--- START OF MATERIAL FOR THE TASK ---
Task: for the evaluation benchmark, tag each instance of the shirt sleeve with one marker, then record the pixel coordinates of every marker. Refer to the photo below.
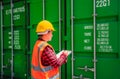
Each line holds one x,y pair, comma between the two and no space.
49,58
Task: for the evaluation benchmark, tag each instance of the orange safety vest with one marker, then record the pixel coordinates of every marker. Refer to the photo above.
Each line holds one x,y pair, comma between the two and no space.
38,71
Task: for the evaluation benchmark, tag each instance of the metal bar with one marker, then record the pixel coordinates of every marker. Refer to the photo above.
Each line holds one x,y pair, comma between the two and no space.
60,30
43,9
12,41
1,8
72,32
94,24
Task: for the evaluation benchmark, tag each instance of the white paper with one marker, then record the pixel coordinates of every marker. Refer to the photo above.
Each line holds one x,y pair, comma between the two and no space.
68,51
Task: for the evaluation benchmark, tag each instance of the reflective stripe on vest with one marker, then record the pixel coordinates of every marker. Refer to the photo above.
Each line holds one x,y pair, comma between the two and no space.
55,77
37,68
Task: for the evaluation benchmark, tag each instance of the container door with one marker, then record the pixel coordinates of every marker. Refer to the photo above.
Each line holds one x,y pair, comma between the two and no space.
15,57
46,10
94,40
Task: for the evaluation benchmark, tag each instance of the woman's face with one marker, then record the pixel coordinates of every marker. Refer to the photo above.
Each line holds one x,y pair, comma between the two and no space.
48,36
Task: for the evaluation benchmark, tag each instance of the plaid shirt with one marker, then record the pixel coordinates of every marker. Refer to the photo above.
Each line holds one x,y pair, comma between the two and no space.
49,58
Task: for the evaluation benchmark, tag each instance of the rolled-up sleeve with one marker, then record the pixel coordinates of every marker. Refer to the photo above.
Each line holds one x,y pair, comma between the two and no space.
49,58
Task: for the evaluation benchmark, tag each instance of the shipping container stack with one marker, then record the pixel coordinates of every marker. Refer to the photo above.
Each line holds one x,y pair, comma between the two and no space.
89,28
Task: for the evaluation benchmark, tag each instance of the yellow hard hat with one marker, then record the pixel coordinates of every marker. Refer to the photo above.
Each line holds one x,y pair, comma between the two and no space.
43,27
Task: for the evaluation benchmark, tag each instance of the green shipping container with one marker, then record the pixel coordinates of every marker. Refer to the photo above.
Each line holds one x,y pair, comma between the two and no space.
14,59
90,29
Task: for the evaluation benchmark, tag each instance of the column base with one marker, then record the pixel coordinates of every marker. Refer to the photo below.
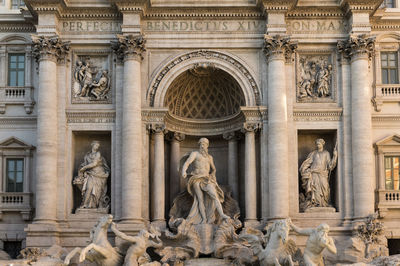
--- END OF MATERIAL FOR THE TASK ---
• _DIRECTIONS_
Count how many lines in the items above contain the word "sleeve", treating uppercase and lowercase letters as distinct. Reply with the number alone.

• _EXERCISE RESULT_
2